| PROBLEM DETAILS |
Rewrite the listing lines from the one holding "like [(4, 535)]." through the one holding "[(931, 280)]", inclusive, replacing "scouting log" with "field log" and leaving everything else unchanged.

| RECORDS FOR THE TASK |
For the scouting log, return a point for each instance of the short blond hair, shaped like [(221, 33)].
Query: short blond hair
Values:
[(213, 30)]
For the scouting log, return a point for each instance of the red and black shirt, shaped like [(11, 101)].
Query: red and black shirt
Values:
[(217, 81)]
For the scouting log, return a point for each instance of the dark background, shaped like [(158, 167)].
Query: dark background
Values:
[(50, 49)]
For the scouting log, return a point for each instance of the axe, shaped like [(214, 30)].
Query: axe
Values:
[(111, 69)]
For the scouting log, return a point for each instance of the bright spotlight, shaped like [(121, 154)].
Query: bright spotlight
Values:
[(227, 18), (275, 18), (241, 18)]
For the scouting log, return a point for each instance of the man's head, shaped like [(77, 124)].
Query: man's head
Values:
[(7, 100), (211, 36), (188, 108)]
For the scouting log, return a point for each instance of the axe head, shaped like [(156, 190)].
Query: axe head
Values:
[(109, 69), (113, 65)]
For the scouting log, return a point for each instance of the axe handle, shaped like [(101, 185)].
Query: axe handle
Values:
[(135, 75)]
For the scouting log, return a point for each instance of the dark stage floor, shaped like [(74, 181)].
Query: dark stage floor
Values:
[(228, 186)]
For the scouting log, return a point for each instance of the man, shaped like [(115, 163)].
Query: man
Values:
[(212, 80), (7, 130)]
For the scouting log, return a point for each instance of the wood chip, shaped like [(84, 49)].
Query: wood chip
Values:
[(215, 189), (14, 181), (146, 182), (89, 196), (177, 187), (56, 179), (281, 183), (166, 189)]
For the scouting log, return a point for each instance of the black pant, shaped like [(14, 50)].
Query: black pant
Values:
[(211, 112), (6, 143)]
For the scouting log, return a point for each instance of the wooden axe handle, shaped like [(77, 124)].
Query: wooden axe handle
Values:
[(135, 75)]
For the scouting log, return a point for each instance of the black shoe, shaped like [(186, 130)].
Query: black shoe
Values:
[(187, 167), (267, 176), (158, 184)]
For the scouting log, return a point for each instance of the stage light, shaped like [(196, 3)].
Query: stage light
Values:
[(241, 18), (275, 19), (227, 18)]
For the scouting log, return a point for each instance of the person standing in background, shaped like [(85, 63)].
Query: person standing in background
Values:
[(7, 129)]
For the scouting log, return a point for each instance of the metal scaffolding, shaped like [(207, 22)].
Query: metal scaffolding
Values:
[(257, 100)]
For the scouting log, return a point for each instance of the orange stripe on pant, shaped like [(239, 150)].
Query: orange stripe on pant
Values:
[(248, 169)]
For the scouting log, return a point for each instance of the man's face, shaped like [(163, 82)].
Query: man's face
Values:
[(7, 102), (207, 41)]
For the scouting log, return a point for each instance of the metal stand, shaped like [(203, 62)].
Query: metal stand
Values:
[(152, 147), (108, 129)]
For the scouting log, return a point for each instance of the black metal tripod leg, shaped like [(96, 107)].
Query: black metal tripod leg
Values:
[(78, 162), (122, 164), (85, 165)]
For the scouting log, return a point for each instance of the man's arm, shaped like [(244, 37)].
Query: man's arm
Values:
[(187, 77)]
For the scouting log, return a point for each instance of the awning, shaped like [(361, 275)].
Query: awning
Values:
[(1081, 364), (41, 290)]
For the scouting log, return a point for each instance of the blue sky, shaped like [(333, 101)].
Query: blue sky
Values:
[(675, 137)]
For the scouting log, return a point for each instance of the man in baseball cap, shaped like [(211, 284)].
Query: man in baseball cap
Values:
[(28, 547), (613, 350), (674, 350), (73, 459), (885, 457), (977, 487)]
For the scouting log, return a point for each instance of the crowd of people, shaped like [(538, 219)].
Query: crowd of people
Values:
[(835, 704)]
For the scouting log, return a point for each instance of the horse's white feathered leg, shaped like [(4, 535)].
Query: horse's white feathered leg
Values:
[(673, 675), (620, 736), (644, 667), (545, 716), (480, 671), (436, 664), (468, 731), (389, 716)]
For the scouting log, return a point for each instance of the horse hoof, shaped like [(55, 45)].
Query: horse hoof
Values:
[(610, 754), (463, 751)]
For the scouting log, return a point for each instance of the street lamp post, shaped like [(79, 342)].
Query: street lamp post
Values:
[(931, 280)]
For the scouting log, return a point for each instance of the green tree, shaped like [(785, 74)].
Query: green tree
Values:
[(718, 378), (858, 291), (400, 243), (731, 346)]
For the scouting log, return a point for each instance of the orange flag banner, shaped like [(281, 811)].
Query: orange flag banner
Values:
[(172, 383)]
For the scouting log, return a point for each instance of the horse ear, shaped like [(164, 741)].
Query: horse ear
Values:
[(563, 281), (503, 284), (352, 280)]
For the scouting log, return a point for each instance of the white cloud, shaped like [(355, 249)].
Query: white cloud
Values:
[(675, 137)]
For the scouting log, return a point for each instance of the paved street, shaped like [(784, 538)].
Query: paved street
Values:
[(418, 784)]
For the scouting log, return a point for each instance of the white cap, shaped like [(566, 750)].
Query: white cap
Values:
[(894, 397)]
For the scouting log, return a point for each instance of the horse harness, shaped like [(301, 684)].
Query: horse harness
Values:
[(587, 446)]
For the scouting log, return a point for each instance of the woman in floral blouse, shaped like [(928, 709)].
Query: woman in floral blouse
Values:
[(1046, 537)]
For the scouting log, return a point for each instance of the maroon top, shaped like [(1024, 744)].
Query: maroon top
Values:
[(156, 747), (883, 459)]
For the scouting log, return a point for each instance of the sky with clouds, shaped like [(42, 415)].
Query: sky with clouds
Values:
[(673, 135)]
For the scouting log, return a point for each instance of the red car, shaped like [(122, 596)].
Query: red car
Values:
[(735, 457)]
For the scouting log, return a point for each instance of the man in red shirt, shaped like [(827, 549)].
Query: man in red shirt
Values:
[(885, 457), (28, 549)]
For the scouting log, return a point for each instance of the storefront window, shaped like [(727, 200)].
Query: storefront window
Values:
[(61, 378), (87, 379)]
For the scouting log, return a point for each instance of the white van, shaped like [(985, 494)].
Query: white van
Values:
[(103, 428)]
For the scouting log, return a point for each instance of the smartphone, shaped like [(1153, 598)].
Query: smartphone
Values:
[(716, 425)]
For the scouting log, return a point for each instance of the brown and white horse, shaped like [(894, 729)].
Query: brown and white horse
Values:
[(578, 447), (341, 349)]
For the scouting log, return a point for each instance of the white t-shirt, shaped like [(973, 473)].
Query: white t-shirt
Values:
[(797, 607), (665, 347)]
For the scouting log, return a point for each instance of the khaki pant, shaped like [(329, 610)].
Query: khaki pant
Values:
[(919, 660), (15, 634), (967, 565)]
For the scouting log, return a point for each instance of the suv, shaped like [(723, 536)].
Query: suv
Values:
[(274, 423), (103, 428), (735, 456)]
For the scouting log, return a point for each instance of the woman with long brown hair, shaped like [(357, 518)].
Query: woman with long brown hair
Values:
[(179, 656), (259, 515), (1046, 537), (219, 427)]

| SOLUTION |
For the field log, return a point for each instance of the horse's white feathered leg, shaped like [(4, 535)].
Query: horse's white feathered leg
Values:
[(673, 675), (620, 736), (644, 667), (545, 716), (480, 671), (436, 664), (468, 731), (389, 716)]
For the field log, return a point for each instance of the horse hoof, shaped like [(55, 45)].
Query: horse hoof
Values:
[(610, 754), (463, 751)]
For the field log, return a point for each instance of the street lamp post, shaped like [(79, 342)].
Query: street lamp post
Values:
[(931, 280)]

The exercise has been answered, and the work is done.